● **PROBLEM TO WORK ON**
Lines in the entries below where the word "petal" shows up should each be copied.

(Records from a collection)

□ □ □ □

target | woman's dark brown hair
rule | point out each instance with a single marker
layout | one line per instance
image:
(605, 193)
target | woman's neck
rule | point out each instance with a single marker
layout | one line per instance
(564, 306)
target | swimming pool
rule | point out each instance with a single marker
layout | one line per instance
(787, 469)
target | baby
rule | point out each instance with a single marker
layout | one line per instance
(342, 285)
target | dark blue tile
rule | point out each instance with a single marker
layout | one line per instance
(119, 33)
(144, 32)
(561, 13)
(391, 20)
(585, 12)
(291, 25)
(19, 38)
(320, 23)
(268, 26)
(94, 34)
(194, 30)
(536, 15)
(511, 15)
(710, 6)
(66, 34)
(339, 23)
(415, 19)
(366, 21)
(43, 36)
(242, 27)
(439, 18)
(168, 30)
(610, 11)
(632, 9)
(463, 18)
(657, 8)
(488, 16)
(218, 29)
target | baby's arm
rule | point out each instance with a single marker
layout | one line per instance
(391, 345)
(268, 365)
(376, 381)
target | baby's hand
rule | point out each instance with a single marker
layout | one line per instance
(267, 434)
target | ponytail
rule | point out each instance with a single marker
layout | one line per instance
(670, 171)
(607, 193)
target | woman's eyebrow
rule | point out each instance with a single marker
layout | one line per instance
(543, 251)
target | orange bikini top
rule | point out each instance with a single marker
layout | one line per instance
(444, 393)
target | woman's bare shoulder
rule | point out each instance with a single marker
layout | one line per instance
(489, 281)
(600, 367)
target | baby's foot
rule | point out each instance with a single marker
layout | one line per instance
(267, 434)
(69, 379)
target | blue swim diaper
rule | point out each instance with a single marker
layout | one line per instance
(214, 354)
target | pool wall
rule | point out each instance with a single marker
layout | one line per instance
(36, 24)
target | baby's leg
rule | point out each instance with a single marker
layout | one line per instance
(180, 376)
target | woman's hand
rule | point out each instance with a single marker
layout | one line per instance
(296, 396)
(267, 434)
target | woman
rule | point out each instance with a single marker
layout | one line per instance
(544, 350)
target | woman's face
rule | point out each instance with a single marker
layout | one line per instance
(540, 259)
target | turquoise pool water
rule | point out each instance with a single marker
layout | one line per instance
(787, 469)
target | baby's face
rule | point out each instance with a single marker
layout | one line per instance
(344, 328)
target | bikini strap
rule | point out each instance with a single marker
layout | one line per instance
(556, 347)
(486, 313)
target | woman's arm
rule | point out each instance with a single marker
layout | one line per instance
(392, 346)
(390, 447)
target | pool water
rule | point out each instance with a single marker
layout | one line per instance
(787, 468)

□ □ □ □

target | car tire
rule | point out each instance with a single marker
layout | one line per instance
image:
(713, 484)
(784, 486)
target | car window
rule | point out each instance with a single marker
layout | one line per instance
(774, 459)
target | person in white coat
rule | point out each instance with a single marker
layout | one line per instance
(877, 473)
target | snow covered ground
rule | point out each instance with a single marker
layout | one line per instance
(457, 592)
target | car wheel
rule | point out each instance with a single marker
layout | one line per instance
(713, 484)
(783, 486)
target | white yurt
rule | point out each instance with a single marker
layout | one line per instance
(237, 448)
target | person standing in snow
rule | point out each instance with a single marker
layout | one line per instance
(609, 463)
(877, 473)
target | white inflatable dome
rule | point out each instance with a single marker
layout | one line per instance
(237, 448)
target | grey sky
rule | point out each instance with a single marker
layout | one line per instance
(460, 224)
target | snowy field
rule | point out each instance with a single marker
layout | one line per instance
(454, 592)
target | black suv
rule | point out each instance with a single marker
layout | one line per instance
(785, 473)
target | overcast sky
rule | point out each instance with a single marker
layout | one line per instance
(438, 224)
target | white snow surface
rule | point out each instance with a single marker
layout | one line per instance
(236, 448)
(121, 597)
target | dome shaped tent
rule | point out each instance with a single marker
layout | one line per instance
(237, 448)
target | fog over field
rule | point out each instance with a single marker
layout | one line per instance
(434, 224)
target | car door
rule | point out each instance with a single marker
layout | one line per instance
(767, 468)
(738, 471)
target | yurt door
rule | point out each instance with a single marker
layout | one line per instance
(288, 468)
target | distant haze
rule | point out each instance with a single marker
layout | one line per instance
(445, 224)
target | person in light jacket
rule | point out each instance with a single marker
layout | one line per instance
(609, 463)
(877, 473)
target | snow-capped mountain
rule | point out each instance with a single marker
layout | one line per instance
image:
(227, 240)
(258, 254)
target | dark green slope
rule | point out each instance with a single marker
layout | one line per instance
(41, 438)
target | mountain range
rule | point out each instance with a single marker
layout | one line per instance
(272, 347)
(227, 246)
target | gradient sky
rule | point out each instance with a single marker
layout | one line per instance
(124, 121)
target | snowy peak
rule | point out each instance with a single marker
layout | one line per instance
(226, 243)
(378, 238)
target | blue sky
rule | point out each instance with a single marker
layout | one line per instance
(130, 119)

□ □ □ □

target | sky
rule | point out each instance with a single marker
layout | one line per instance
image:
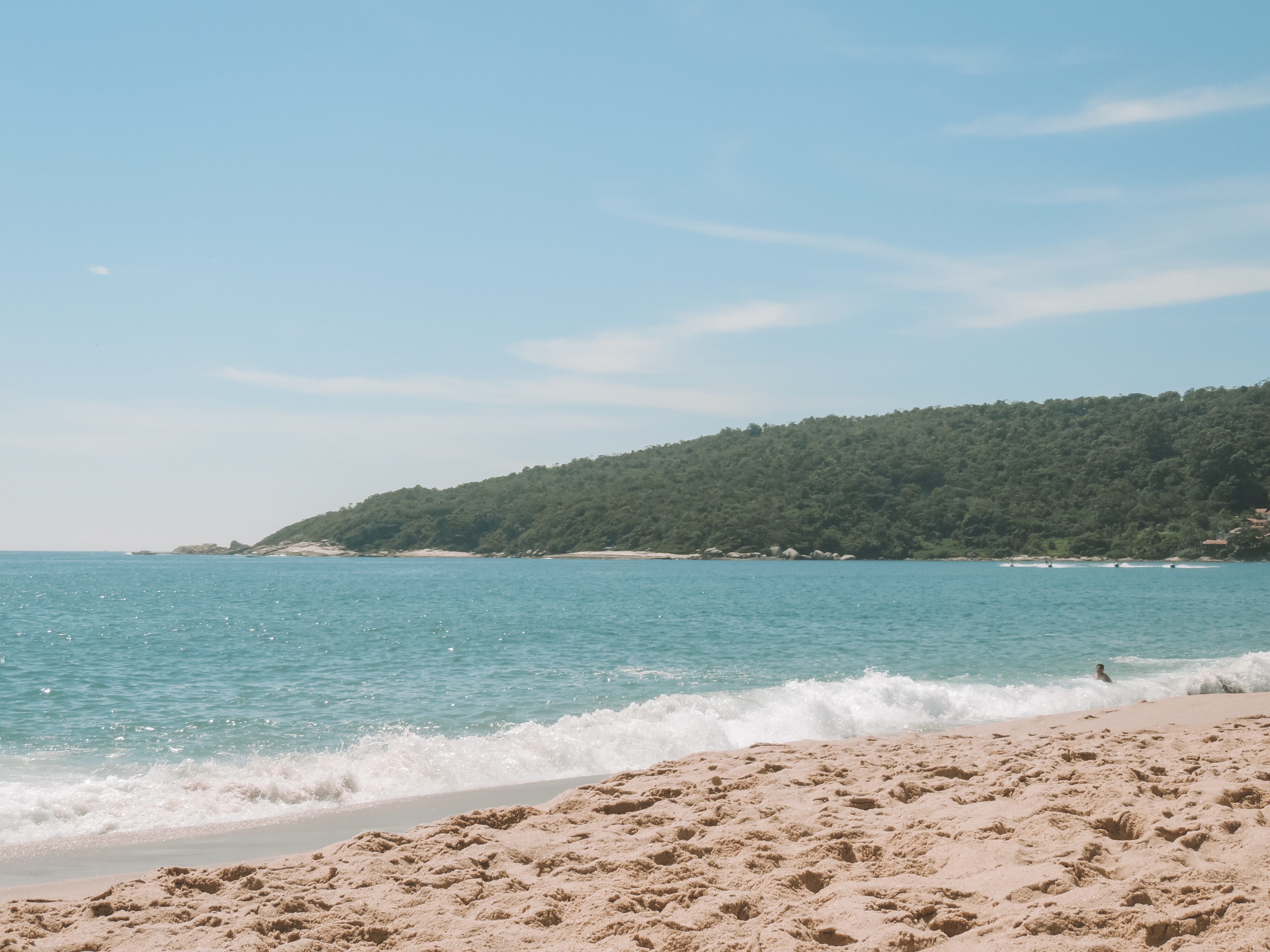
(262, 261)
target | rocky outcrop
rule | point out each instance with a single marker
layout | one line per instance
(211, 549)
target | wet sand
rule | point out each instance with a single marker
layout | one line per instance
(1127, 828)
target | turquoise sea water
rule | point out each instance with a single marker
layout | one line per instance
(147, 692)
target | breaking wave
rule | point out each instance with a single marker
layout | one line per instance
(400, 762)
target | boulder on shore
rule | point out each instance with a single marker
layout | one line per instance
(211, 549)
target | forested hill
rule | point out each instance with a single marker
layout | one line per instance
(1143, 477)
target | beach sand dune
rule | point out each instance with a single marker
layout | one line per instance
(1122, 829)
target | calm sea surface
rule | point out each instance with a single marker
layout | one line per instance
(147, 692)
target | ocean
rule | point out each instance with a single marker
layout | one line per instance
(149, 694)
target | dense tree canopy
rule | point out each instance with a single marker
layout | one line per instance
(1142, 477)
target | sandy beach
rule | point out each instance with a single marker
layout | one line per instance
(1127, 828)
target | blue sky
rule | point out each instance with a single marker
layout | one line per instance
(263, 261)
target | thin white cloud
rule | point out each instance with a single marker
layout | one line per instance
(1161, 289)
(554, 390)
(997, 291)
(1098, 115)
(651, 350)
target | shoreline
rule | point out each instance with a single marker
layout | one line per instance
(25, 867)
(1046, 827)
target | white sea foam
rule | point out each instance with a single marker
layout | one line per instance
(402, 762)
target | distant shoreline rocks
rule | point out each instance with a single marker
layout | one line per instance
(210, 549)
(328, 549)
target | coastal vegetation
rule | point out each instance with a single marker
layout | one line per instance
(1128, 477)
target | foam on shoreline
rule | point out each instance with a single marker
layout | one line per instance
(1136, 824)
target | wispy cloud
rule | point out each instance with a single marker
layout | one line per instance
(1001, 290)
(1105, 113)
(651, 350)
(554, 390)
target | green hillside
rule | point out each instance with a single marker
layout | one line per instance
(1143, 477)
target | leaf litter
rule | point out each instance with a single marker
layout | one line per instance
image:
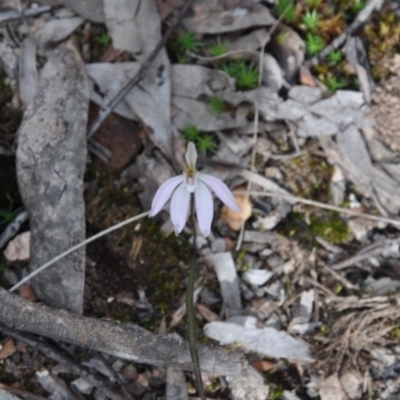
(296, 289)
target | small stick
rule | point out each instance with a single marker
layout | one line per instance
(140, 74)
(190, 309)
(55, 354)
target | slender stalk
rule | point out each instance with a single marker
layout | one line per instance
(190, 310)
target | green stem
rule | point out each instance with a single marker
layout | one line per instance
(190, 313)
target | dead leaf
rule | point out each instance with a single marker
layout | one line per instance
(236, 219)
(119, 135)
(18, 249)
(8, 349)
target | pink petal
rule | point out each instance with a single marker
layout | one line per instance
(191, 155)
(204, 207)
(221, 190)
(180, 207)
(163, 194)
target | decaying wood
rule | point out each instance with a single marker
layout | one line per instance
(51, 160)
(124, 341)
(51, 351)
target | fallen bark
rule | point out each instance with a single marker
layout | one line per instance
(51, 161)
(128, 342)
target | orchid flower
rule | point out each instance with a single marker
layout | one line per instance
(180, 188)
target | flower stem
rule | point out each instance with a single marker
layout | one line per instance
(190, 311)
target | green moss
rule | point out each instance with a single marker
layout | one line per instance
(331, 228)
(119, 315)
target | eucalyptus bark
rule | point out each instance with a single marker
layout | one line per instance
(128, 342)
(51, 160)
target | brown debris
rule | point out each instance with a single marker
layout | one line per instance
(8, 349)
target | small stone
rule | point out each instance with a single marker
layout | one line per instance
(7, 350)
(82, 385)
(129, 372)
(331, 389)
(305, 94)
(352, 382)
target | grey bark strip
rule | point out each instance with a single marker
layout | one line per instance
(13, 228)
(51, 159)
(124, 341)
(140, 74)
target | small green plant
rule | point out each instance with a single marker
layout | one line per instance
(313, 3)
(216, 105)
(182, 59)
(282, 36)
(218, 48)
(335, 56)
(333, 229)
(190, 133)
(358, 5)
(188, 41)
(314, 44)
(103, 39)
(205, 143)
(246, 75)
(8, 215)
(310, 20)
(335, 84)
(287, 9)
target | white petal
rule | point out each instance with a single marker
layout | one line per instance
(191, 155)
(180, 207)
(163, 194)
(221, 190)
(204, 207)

□ □ □ □

● **ANSWER TO THIS EXERCISE**
target | pink petal
target | white petal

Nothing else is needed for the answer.